AIM OF THE TASK = The result should be the listing below restated word for word, with images left out.
--- --- ---
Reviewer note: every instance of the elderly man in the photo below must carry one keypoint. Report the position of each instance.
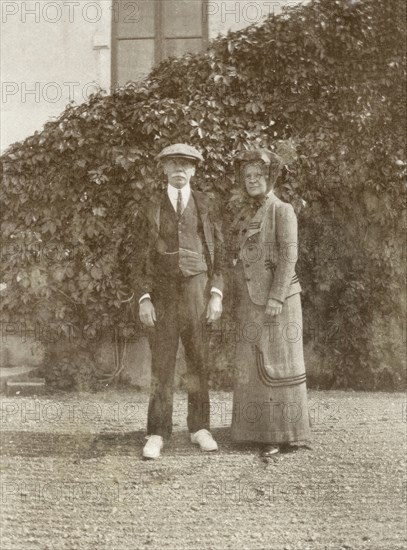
(180, 289)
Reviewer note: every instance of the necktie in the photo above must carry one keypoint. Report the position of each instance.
(180, 206)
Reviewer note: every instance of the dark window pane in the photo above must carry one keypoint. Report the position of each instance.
(182, 18)
(179, 46)
(134, 18)
(135, 59)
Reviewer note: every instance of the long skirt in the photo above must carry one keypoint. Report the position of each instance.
(270, 395)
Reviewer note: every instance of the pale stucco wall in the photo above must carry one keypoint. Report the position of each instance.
(55, 51)
(52, 52)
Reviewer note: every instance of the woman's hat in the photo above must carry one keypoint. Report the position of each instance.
(258, 155)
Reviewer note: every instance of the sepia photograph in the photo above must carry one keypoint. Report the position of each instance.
(203, 275)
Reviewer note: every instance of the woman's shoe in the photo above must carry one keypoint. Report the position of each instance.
(270, 450)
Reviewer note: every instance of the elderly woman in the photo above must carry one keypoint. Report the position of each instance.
(270, 395)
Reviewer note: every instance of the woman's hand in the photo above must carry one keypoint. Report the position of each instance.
(147, 313)
(273, 307)
(214, 309)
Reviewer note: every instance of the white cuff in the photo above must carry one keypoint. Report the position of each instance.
(217, 291)
(144, 297)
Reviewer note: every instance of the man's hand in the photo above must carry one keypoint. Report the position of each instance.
(273, 307)
(147, 313)
(214, 310)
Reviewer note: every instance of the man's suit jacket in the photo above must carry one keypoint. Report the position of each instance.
(268, 250)
(147, 240)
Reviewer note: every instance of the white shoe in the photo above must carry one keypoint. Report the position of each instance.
(153, 446)
(204, 439)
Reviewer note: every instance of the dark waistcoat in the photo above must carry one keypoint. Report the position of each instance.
(180, 247)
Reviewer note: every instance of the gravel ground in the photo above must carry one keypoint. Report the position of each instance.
(73, 478)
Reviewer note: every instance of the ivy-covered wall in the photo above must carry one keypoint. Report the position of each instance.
(325, 87)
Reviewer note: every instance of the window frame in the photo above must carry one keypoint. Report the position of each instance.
(159, 38)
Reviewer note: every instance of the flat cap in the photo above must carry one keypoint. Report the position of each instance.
(180, 150)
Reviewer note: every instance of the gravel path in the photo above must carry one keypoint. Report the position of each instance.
(72, 478)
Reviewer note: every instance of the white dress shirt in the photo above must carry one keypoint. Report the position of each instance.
(172, 193)
(173, 196)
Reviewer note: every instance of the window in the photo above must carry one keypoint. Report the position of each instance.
(147, 31)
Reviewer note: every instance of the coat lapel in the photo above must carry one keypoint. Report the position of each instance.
(201, 202)
(254, 224)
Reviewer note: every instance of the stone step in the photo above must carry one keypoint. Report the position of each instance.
(31, 386)
(14, 374)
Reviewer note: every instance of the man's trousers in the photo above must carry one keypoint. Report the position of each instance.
(180, 307)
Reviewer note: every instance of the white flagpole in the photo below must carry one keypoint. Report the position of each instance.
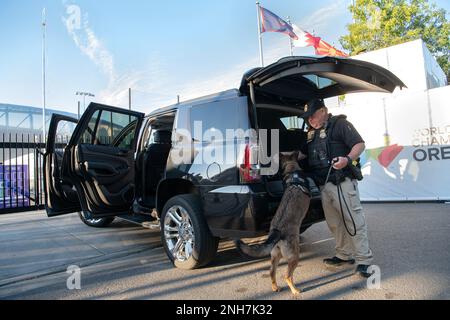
(258, 12)
(291, 45)
(44, 25)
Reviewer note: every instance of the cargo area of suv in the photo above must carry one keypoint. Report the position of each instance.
(122, 163)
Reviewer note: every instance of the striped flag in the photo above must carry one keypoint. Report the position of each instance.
(270, 22)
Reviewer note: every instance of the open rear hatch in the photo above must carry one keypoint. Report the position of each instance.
(296, 80)
(292, 81)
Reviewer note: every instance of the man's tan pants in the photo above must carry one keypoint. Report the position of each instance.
(347, 247)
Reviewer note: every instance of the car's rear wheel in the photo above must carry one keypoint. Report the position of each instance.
(185, 234)
(96, 222)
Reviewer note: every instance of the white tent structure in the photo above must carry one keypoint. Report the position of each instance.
(407, 133)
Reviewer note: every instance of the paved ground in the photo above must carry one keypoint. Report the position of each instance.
(410, 243)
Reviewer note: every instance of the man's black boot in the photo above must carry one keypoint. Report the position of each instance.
(363, 270)
(336, 262)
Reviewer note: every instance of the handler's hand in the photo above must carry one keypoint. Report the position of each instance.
(340, 163)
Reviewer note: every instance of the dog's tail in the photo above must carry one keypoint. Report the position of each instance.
(259, 250)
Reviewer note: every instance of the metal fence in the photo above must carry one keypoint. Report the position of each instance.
(21, 172)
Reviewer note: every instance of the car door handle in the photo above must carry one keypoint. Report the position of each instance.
(105, 168)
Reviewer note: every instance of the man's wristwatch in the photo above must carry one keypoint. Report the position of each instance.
(350, 161)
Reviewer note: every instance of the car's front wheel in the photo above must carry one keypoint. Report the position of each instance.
(95, 222)
(185, 234)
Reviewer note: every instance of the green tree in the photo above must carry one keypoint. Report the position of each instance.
(381, 23)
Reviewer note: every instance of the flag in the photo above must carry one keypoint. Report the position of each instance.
(325, 49)
(270, 22)
(305, 39)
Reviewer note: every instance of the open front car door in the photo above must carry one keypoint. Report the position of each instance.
(60, 195)
(99, 160)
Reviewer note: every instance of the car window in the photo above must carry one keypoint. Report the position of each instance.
(217, 117)
(293, 122)
(88, 134)
(125, 139)
(110, 129)
(64, 132)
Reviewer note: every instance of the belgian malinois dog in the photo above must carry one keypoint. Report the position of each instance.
(283, 240)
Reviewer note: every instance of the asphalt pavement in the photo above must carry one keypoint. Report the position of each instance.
(124, 261)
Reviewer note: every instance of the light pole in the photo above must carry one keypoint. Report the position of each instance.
(84, 95)
(44, 102)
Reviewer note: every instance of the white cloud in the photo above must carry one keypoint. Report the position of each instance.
(320, 19)
(89, 44)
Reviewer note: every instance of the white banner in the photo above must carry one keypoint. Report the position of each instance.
(408, 145)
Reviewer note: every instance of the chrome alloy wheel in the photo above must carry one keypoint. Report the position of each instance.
(179, 233)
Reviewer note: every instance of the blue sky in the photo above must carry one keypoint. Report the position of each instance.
(158, 48)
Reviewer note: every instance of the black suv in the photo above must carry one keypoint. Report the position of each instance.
(123, 163)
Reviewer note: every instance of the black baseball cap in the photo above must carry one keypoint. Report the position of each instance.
(311, 107)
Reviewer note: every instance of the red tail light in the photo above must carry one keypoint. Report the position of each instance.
(249, 173)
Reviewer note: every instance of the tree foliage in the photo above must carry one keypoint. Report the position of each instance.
(381, 23)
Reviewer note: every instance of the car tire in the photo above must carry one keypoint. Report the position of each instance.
(185, 234)
(96, 223)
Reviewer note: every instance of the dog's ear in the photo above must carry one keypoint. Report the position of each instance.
(284, 155)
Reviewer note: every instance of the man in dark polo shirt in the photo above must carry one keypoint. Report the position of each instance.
(333, 139)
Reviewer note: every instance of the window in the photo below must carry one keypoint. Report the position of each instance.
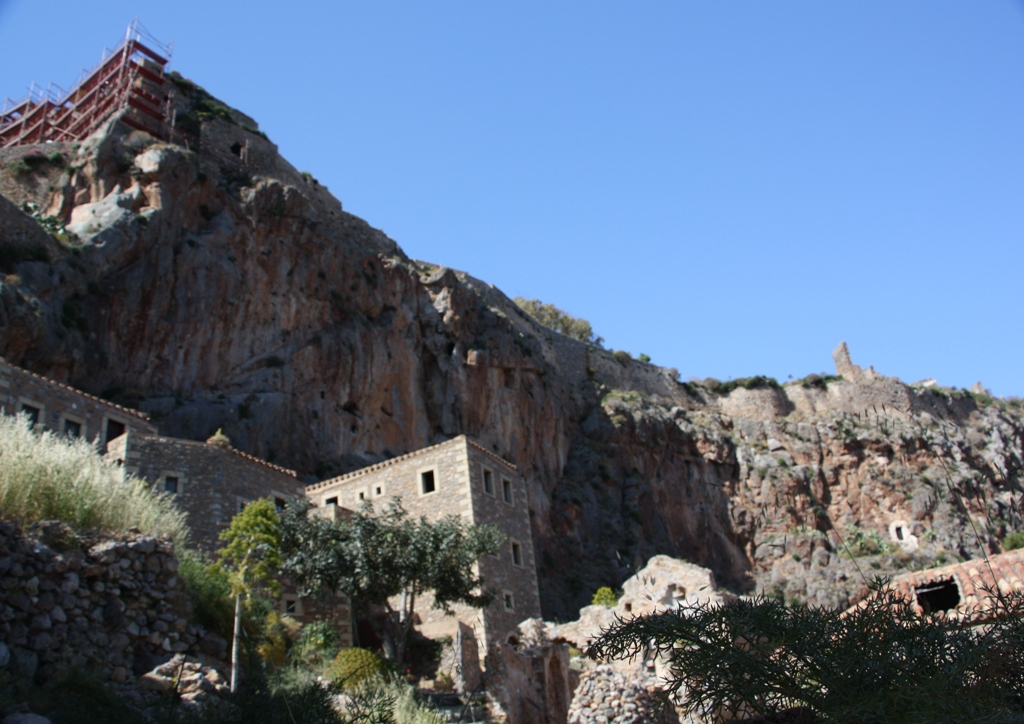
--- --- ---
TASK RESPONSE =
Reviewer note: every instance of the elderly man in the photo below must carry one keypoint. Report the position of each instance.
(180, 289)
Reviewer note: every instance of the necktie in the photo above must carry one keypoint. Report the position of each instance.
(180, 206)
Reviewer note: every instance of the dark window pane in the photo above must carry one keypoint. Report the position of each instance.
(182, 18)
(179, 46)
(134, 18)
(135, 59)
Reviewer note: every instance of the long skirt in the photo above must carry one keypoint. Report the position of each instance.
(270, 395)
Reviewer note: every instance of the pale stucco wall in the photo above must carry one keypoint. Report the position of each instance.
(55, 51)
(52, 52)
Reviewer note: every instance of the woman's hat in the photo above must carry one keypoint. Report the position of each instance.
(258, 155)
Reviewer note: every instance of the sepia photograph in the photo above must carry one keypoint. Report the position of each instance.
(203, 275)
Reviewer note: every instance of the woman's shoe in the photo above must carry one keypoint. Report the position of each instance.
(270, 450)
Reviewer note: every instance of the elderly woman in the photo above must carry one keypoint. Report the position of each instance.
(270, 395)
Reviewer note: every instance of the woman's hand in the photo above must carry one keypoint. Report the position of each instance.
(147, 313)
(273, 307)
(214, 309)
Reviewer note: every instance of the white cuff in the photo above must carry one keypoint. Report the position of each instance.
(217, 291)
(144, 297)
Reviewer note: every instance of the man's hand in the photo above must carry one keypoint. Report the position of each instance.
(273, 307)
(147, 313)
(214, 310)
Reviewer note: every instance of the man's suit jacket in the photo above must carry one keypoint. Report the position of each instance.
(268, 250)
(147, 240)
Reviewer note: every instance of the white shoe in the photo above must carry one keypoint. Report the position of each instance.
(153, 446)
(204, 439)
Reviewer note: every instance of the dark waistcoat in the photo above must carry one keypoint. Report the position of each instance.
(180, 247)
Reviewer note: every instance of the gravel ground in the photo above must carry one keypoint. Report the position of each instance.
(73, 478)
Reviewer note: every instance of the ivy-covered wall in the photo above must carry one keypoint. Report the position of each instance.
(325, 87)
Reviewer note: every instance of the window frame in the photo above must carry one keypoint. Report the position of each instance.
(159, 38)
Reviewer note: every instance of the flat cap in the photo above must carry one keypoint. Report the position of each instance.
(180, 150)
Reviewer note: every instance of the gravel path in the photo above must carry one keypoint. Report the position of each instance.
(72, 478)
Reviewer note: every instance of the white dress shirt in the photo above must carry one keypoint. Report the position of each instance.
(172, 193)
(173, 196)
Reviewer note: every instance of the window in the photo above must carry one keypoint. Report the position of each instance.
(147, 31)
Reviewer note: every instance of the coat lapel in the photo above must carry one keypoint. Report the position of each instance.
(201, 202)
(254, 224)
Reviewer note: every instance of the stone step in the photo above must carry one keypoint. Report the position of each instance.
(31, 386)
(14, 374)
Reviewer note: every instance of the man's trousers in the photo above must carry one keypoint. Report the position of each instance.
(180, 307)
Reviewer note: every instance of the white flagpole in the photo below must carry one keypoint. Report the position of each instance.
(258, 12)
(291, 45)
(44, 25)
Reviewer note: every instance of the cargo area of suv in the photo above must carry one keypoint. Report the position of each instance.
(122, 163)
Reviewer note: every instance of the striped flag in the photo above must carry one keypoint. Report the position of each instance.
(270, 22)
Reviewer note: every instance of the open rear hatch in the photo above must carry one keypoint. Report the position of each instance.
(296, 80)
(292, 81)
Reviewer note: every instance of the man's tan pants in the photo above must carry one keypoint. Report the position of each instance.
(347, 247)
Reviewer note: every instance of the car's rear wheel in the photo above must carry one keypoint. Report the position of each instance.
(185, 234)
(96, 222)
Reviewer note: every instance of the white tent structure in the photo above must carry one keypoint. Report the position of each instance.
(407, 133)
Reviewer note: every instance of the paved ground in the photo above must carry one keypoint. Report the position of each instance.
(410, 243)
Reviewer note: every instance of the man's black boot in the photo above must carry one keypoint. Report the position of each instance.
(363, 270)
(336, 262)
Reviewer note: every instance of the handler's hand in the photo above must carry one keypoint. Report the position of each instance.
(340, 163)
Reviewer note: every instance of the dog's tail in the photo above must carry one keypoint. Report the position of each instance.
(259, 250)
Reviewer note: every instance of the metal fence in the photo above must carry one keypoint. Report the position of each instance.
(21, 172)
Reviewer note: every instance of the car door handle in the photo above must carry one keypoint. Report the position of each instance.
(105, 168)
Reviewer note: every instance of the man's wristwatch in the photo above must carry one keypoint. Report the position of each instance.
(350, 161)
Reviewer note: every instance of the car's front wheel in the photo above must carry one keypoint. Report the position of each instance.
(95, 222)
(185, 234)
Reviewer note: every instance of the green tree in the photo above must carry one keypoint. Report the position of each instance.
(381, 23)
Reviewer note: every instance of the flag in the photo above must carry one keypoint. Report the position of each instance.
(325, 49)
(270, 22)
(305, 39)
Reviewer note: every instance of the open front car door in the photo above must carry one keypoint. Report the position of each instance.
(60, 195)
(99, 160)
Reviewer note: every instance of the car window in the photo above must carry one keypoint. Report the position of each instance.
(217, 117)
(293, 122)
(88, 134)
(125, 139)
(110, 129)
(64, 132)
Reviewer note: every instance of the belgian malinois dog in the photo above must carry one keypoint. Report the position of each instance.
(283, 240)
Reviewer note: every instance of the asphalt pavement in the photo above must carry one keypoint. Report the position of each instance.
(124, 261)
Reviewer note: every instance of the light pole in the photo above must carry one keypoint. Report the position of each instance.
(84, 95)
(44, 102)
Reviewer note: every instance of the white cloud in the photo above must carry one keypoint. Report the position of each instance.
(320, 19)
(89, 44)
Reviewer note: every instance of the white banner in the photo above must carry one keypoint. Report the position of each instance.
(408, 145)
Reviewer note: every instance of the chrome alloy wheel in the photo above must carry one keypoint. Report the position of each instance.
(179, 233)
Reviewer note: every instance of the blue sky in the photo above must carry one keypoint. Report the position of each instance.
(158, 48)
Reviewer note: every instance of the black suv in the photo above must carry one keypoint. Report the position of each instance.
(123, 163)
Reviewer note: every instance of the black baseball cap in the photo above must carry one keypoint. Report the position of each instance.
(311, 107)
Reviewer note: every instance of the red tail light in the photo above must carry one keypoint. Report the position of each instance.
(249, 173)
Reviewer note: every instance of the tree foliage in the photo above must carry one keypoint. Report the position of each instance.
(381, 23)
Reviewer note: every instance of the car tire in the photo above must carry one keypoint. Report the position of each instance.
(185, 234)
(96, 223)
Reviewer note: every instance of the dog's ear in the photo above must carry one keypoint. Report the position of each instance.
(284, 155)
Reviewer note: every instance of the man in dark polo shirt in the photo above must carry one keypoint. Report the position of each instance.
(333, 139)
Reviewer note: every instance of the window in the photo below must carry one keypoint. Report the position of each instance.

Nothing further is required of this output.